Texte de l'exercice:
___
Le scénario est en effet divisé en deux parties, reliées entre elles par une ellipse tellement brutale qu'elle rend malheureusement toute la construction du film artificielle. Dans la première partie, Lope et Tristana combattent à armes égales (il profite de sa candeur pour faire d'elle son amante non consentante, elle réplique en le trompant en secret avec un homme plus jeune) derrière une unité de façade qui se fissure peu à peu jusqu'à la séparation. Mais dans la dernière demi-heure, Tristana revient aux côtés de Lope en raison d'une tumeur à la jambe qui conduira à une amputation. La vieillesse de l'un et le handicap de l'autre transforment les deux héros en l'ombre d'eux-mêmes, et fait de leur affrontement une horrible pantomime. Tristana devient en effet une hyène impitoyable, qui éreinte jusqu'au dernier souffle Lope dont le laisser-aller quant à ses convictions passées est de plus en plus patent. Grâce à une maîtrise totale de la direction d'acteurs – Catherine Deneuve et Fernando Rey rendent la métamorphose de leurs rôles aussi crédible qu'effrayante – et de la mise en scène (mouvements d'appareil et montage traquent les personnages, leurs secrets et leurs craintes avec une acuité redoutable), Buñuel rend ce duel mémorable. Plus que la trame artificielle et l'a priori peu captivant que l'on peut avoir vis-à-vis du propos, ce sont les visages des deux interprètes et quelques scènes-clés que l'on garde en tête : le dépucelage derrière une porte close de Tristana, la découverte de son handicap, et le montage final d'une extraordinaire cruauté – jusqu'au bout, Buñuel n'aura fait preuve d'aucune compassion ou apitoiement envers ses deux personnages.


Tristana : 08/10

Rendre passionnant un sujet en apparence rébarbatif, voilà également ce que Buñuel réalise dans La voie lactée. Il s'agit en effet sans doute du film le plus théologien de l'histoire du cinéma – argument aussi ambitieux que peu vendeur. Athée convaincu, le cinéaste espagnol n'en était pas moins fasciné par la religion catholique, ses beautés et ses contradictions réparties sur vingt siècles d'histoire. Ce sont ces deux mille ans qu'il a cherché à embrasser ici à l'aide de son co-scénariste Jean-Claude Carrière, à sa manière bien sûr : avec humour et surréalisme, et en même temps un grand sérieux.
___
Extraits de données
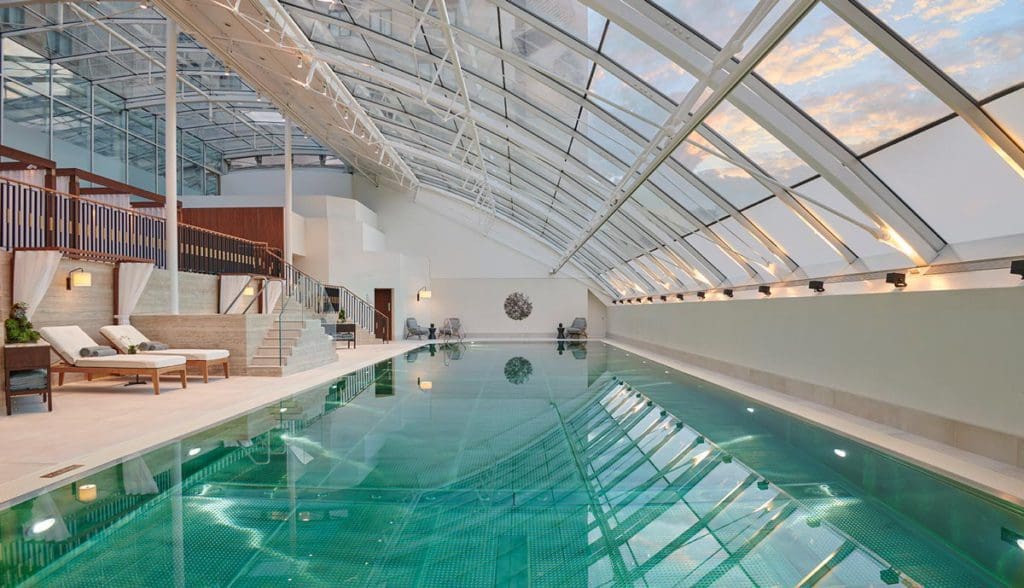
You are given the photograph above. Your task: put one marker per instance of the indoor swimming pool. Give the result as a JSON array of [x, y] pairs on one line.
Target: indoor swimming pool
[[513, 464]]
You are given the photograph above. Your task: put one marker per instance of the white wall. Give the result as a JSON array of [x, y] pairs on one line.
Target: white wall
[[306, 180], [480, 304], [951, 353]]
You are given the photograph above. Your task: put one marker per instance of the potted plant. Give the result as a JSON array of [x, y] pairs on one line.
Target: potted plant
___
Actions à mener:
**A)** Dans le texte sur les films de Buñuel, quelle affection ramène Tristana aux côtés de Lope ?
**B)** Indiquez si chacune des affirmations suivantes concorde avec le texte sur les films de Buñuel, en répondant par oui ou par non et en citant les mots décisifs du texte : (i) Jean-Claude Carrière est le co-scénariste de La voie lactée ; (ii) Buñuel était un catholique croyant ; (iii) Tristana obtient la note de 08/10.
**C)** Poursuivez le texte sur les films de Buñuel à partir de sa dernière phrase.

Résultats par consigne:
**A)** Une tumeur à la jambe, qui conduira à une amputation.

**B)**
(i) Oui : « à l'aide de son co-scénariste Jean-Claude Carrière ».
(ii) Non : « Athée convaincu, le cinéaste espagnol n'en était pas moins fasciné par la religion catholique ».
(iii) Oui : « Tristana : 08/10 ».

**C)**
Le pèlerinage de deux sans-abri plus ou moins croyants (interprétés par Paul Frankeur et Laurent Terzieff) jusqu'à Saint-Jacques de Compostelle sert de prétexte au récit. Sur leur route, ils vont croiser des représentants de tous les dogmes, dont les apparitions sont régies par une seule règle : l'absence de règle. Figures historiques du passé et anonymes contemporains se croisent, flash-backs, monologues intérieurs et récits face caméra sont tour à tour employés par la narration. Buñuel se sépare de tous les artifices de la fiction, y compris les plus communs – but à atteindre, cohérence du récit –, pour se concentrer uniquement sur son sujet. La qualité d'écriture des personnages et le sens de la transmission implicite des idées (via les mécanismes surréalistes qui s'adaptent parfaitement au cinéma) du réalisateur rendent La voie lactée digeste, mais celle-ci reste imparfaite. Le style Buñuel touche en effet ses limites lorsqu'il se confronte ainsi à des faits bruts de l'histoire : pour ceux-ci, la seule force évocatrice de l'œuvre ne suffit pas à occulter la frustration de savoir que l'on n'a pas toutes les cartes en main sur les croyances étudiées. Il faut dès lors faire un véritable effort pour passer outre ce déficit d'informations, qui rend délicate l'adhésion aux scènes les plus pointues du film, telle cette messe pagano-chrétienne célébré dans un mélange d'italien et de latin non sous-titré… avec, caméo inouï, Jean-Claude Carrière dans le rôle de l'évêque !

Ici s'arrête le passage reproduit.